→ **Task prompt**
Tally up the lines below that include the word "gull". Answer with the number alone.

(Data records)
======
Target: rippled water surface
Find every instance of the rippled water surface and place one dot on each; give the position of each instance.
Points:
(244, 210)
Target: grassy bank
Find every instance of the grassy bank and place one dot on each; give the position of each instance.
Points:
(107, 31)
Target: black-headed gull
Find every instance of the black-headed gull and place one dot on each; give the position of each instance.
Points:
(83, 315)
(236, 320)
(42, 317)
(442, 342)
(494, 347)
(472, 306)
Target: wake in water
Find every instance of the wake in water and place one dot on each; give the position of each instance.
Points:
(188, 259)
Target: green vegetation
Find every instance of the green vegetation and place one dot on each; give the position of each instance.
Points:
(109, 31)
======
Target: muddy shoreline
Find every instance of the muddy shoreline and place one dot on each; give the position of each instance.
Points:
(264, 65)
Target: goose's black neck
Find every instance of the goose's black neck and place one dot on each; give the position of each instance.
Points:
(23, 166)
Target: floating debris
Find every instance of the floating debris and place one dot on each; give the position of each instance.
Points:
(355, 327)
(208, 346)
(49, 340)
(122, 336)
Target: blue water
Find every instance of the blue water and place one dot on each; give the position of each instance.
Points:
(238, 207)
======
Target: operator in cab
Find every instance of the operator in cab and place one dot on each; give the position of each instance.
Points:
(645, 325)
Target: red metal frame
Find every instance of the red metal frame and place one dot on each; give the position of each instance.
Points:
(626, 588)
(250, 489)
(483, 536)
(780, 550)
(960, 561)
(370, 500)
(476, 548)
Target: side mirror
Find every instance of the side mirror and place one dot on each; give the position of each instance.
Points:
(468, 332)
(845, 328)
======
→ **Solution**
2